> **What to work on**: Report every line of the data that includes "person".

> **Supplied data**:
[Start of section]
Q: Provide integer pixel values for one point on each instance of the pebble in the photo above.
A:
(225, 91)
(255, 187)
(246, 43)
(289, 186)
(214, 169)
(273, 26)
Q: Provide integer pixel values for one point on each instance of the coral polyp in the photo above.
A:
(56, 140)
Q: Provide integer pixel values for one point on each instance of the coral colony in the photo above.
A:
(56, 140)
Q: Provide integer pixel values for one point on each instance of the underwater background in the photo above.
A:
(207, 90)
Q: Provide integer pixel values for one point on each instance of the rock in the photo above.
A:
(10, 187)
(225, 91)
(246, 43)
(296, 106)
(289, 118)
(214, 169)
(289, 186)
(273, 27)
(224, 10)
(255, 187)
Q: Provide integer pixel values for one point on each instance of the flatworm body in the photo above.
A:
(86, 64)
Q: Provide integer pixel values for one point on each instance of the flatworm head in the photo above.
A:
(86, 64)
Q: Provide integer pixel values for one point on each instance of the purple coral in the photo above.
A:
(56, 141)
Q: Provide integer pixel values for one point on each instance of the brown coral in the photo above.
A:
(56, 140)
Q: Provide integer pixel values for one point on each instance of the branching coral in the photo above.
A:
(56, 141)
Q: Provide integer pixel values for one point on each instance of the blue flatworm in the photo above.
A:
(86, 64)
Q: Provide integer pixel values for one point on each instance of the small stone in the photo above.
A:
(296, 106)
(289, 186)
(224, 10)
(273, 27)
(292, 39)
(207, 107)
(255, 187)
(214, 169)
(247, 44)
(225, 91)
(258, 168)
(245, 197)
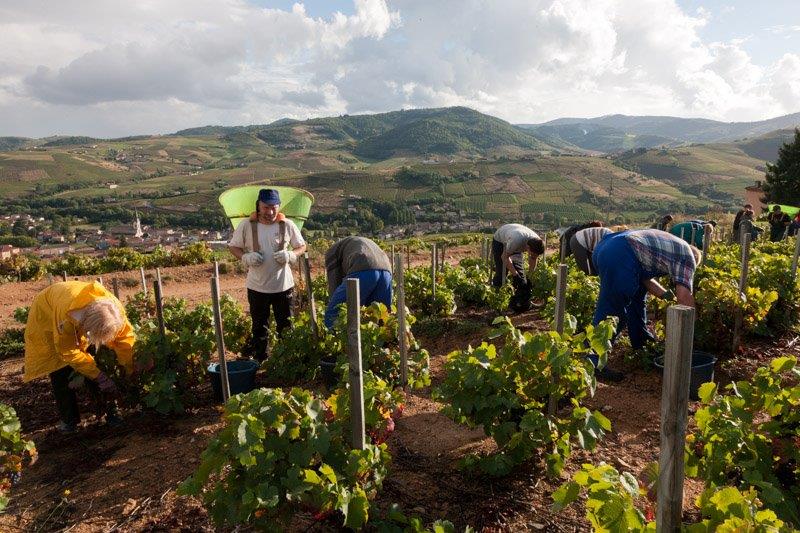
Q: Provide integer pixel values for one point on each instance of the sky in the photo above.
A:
(107, 68)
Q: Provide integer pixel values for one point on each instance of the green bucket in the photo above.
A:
(239, 202)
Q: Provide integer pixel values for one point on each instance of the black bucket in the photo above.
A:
(702, 370)
(241, 377)
(328, 371)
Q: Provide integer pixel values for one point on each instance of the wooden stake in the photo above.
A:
(306, 266)
(159, 304)
(433, 272)
(223, 364)
(561, 299)
(354, 355)
(745, 263)
(401, 321)
(738, 318)
(674, 415)
(796, 256)
(707, 236)
(745, 227)
(144, 281)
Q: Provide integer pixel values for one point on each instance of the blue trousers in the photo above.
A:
(374, 286)
(621, 291)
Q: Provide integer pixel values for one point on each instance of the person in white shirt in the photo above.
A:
(582, 244)
(262, 244)
(509, 243)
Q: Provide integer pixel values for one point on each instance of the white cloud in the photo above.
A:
(114, 68)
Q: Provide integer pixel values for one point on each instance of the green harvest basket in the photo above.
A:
(239, 202)
(788, 209)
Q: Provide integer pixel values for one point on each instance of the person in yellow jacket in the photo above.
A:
(66, 322)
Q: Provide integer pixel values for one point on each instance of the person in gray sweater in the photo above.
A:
(360, 258)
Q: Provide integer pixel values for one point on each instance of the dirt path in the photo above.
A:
(124, 480)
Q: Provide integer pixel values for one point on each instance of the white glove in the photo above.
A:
(285, 256)
(252, 258)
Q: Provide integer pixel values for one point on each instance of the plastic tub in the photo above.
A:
(702, 370)
(241, 377)
(239, 202)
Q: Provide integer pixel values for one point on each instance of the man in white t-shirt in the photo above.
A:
(270, 283)
(509, 243)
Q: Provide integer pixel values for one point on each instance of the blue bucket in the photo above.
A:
(702, 371)
(241, 377)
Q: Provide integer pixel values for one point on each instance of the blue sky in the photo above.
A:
(756, 22)
(115, 67)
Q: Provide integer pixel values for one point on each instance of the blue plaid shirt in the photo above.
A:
(663, 254)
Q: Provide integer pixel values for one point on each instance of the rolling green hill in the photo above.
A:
(766, 146)
(689, 130)
(597, 138)
(492, 170)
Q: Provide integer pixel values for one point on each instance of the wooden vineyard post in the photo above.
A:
(159, 304)
(745, 227)
(561, 299)
(306, 266)
(433, 272)
(738, 318)
(707, 236)
(144, 281)
(796, 256)
(354, 356)
(745, 263)
(401, 320)
(223, 364)
(674, 415)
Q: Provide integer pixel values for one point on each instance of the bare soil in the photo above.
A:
(124, 479)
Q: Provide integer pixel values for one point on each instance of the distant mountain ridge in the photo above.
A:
(382, 135)
(452, 130)
(651, 131)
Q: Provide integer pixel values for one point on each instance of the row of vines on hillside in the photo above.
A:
(27, 267)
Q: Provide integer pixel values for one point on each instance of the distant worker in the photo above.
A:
(737, 220)
(261, 243)
(628, 263)
(510, 241)
(778, 222)
(662, 223)
(565, 238)
(67, 324)
(362, 259)
(582, 245)
(795, 225)
(693, 231)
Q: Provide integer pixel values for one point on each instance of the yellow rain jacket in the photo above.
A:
(51, 337)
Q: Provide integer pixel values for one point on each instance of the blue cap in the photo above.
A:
(269, 196)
[End of section]
> **Solution to this task**:
Q: Provide integer pixel values for one point on each instance of the person in white shirt in the photo above.
Q: Provide integer pixel values for one point on each instance of the person in yellow jacket in the photo above.
Q: Provide integer pixel values for one point on each instance of the person in gray sweater in the photo above.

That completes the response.